Count the lines in the entries below that contain the string "point", with case taken into account, and reply with that number alone.

Supplied data →
——————————
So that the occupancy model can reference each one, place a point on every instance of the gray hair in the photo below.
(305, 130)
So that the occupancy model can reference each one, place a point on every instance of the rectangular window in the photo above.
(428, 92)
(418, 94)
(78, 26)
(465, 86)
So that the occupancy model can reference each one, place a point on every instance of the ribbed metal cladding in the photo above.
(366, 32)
——————————
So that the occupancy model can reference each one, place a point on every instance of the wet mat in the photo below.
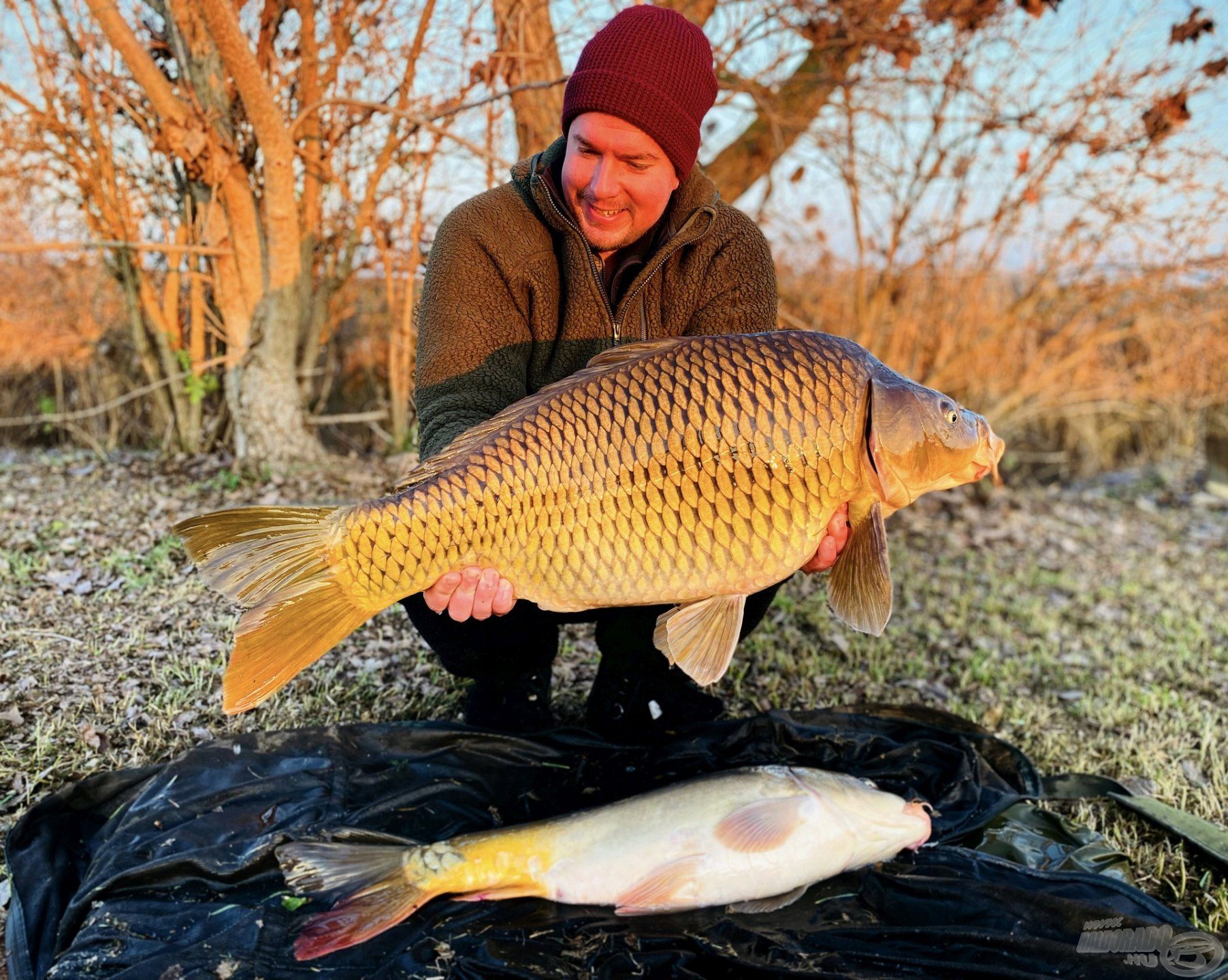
——————————
Problem solution → 4